Aufgabe A - Mit welchem Preis wurde Norbert Stöbe laut der Buchbesprechung zu „New York ist himmlisch“ für diesen Roman ausgezeichnet?
Aufgabe B - Führe die Buchbesprechung zu „New York ist himmlisch“ im Anschluss an ihren letzten Satz weiter.

Dokumenttext -

—————

Der Apex Verlag legt mit „New York ist himmlisch“ den zweiten Roman des vor allem durch seine Übersetzungen bekannt gewordenen Norbert Stöbe als E Book zum ersten Mal, aber auch als gedrucktes Exemplar zum zweiten Mal neu auf.
Ursprünglich ist diese satirische Dystopie 1988 im Fabylon Verlag veröffentlicht worden. Norbert Stöbe ist für den kurzweilig zu lesenden Roman mit dem Kurd Laßwitz Preis ausgezeichnet worden.
New York ist nicht das New York, an welches der Leser nicht nur wegen des originären Titelbildes der Fabylon Ausgabe denkt. Dieses New York kann im Grunde überall sein. Im Prolog beschreibt der Autor, wie ein gut bürgerliches Viertel über einige Jahre zu einem Ghetto werden kann, in dem niemand mehr wohnen will, aus dem die meisten aber nicht mehr wegziehen können.
Diese Beschreibung des städtischen Zerfalls ist zeitlos, inzwischen hat dieses negative Phänomen vor allem aus den USA kommend ja auch ganze Stadtteile in Städten wie Duisburg oder auch Berlin erfasst.
Der finale soziale Dolchstoß ist ein Chemieunfall in einem im Wohngebiet gelegenen Werk. Norbert Stöbe impliziert, dass die ganze Stadt zu einer Sperrzone geworden ist. Außerhalb der abgesperrten Zone scheint das Leben „normal“ weiterzugehen, während sich im Inneren eine Art Subkultur inklusiv dreier autarker „Länder“ gebildet hat. Eines dieser Länder ist „New York“. Innerhalb der Sperrzone müssen die Menschen mit der Gesetzlosigkeit einzelner Gruppen genauso leben wie mit der Lebensmittelknappheit und einer generellen Verwahrlosung, wobei zwei Faktoren eine Verbesserung der Lage versprechen könnten. Der Roman beginnt mit dem Wahlkampf des Sheriffs von New York, der gerne wiedergewählt werden möchte. Dazu verteilt er als zweiter Katalysator kostenlose Zahnpasta, die kein Wasser mehr benötigt. Nicht das einzige Geschenk ausgerechnet des Konglomerats, das für den Chemieunfall verantwortlich gewesen ist und jetzt in den Sperrzonen unfreiwillige Probanten rekrutiert, an denen sie ihre neuen Produkte ausprobieren können. Und der pragmatische Sheriff mit seinem Hang zum reinen Machterhalt ist ein ideales Mittel zum Zweck.

—————

Erfasste Daten -

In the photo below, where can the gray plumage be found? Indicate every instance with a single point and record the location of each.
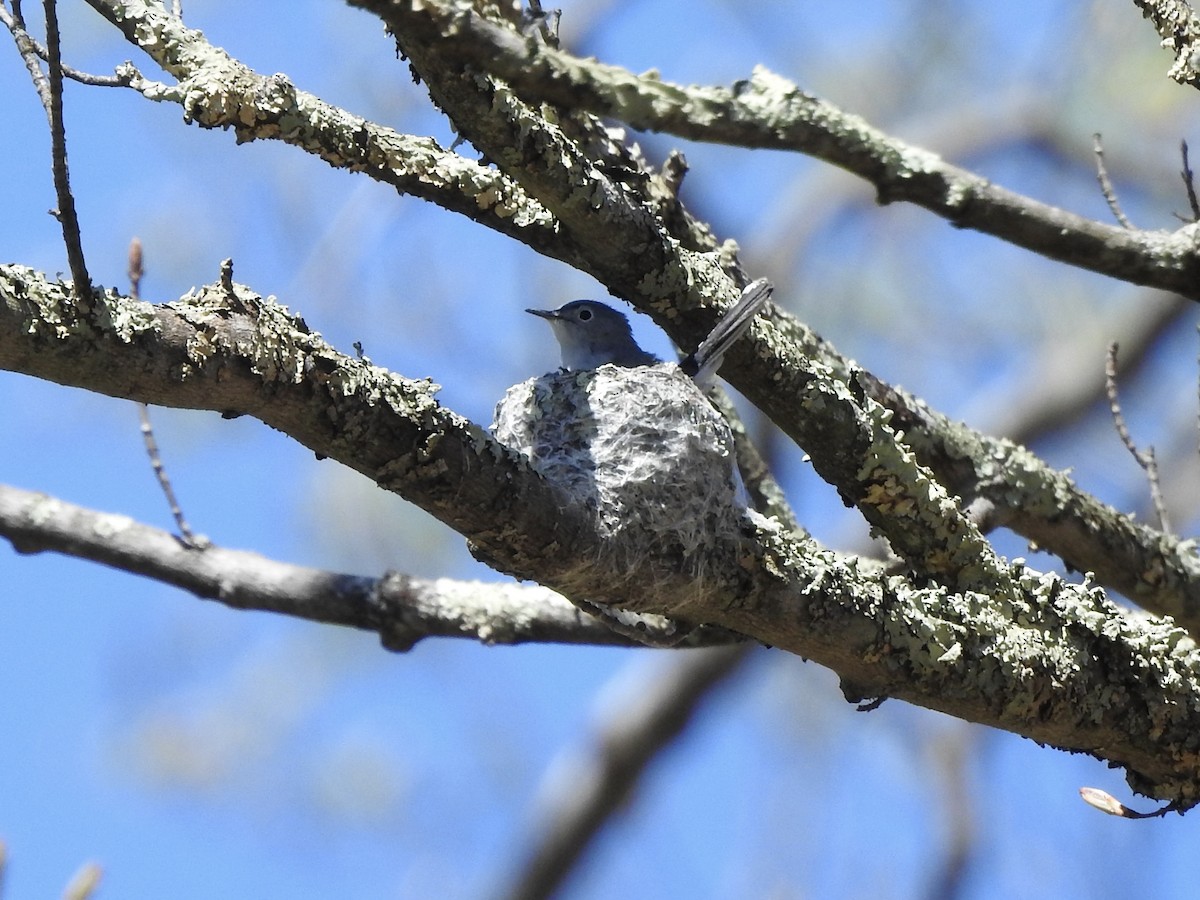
(592, 334)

—————

Erwartete Antwort A - Mit dem Kurd Laßwitz Preis.

Erwartete Antwort B -
Die Idee einer isolierten, auf sich selbst gestellten Gesellschaft ist genretechnisch nicht neu. Das beginnt bei Goldings „Herr der Fliegen“ und endet im Grunde bei Ballards zynischen Büchern wie zum Beispiel „Die Betoninsel“ . Dazwischen steht bis auf die zugrundeliegende Handlung John Carpenters 1981 entstandener Thriller „Escape from New York“, in Deutschland besser als „Die Klapperschlange“ bekannt.
Verbindungsglied zwischen den Lesern und dem Geschehen ist mit Ralfd nicht nur die rechte Hand des selbsternannten Sheriffs von New York, sondern ein Weißer, der aufgrund seiner dunklen Hautfarbe überall als Farbiger gilt. Er ist im Viertel aufgewachsen. Er ist anfänglich ein klassischer Opportunist, der seine überdurchschnittliche Intelligenz vor allem vor seinem dummdreisten Vorgesetzten verbirgt. Er ist im Grunde der Mann für die besonderen Missionen, in denen es nicht auf Kraft oder Brutalität ankommt. Dem Leser gegenüber kommentiert er das Geschehen aus einer selbstironischen Position heraus.
Treu versorgt er seine fast blinde Mutter, die wie in Harrisons „Soylent Green“ im Grunde nur selbstbestimmt in einem der Euthanasiezentren sterben möchte. Dazu braucht sie Geld, das ihr Sohn auch nicht hat.
Zu Hause wartet auf Ralfd seine drogensüchtige Freundin. Es ist eine Hassliebe. Echte Freunde gibt es in dieser Zukunft nicht, höchstens Geschäftspartner aus dem Umfeld des Sheriffs, denen er nicht richtig trauen kann.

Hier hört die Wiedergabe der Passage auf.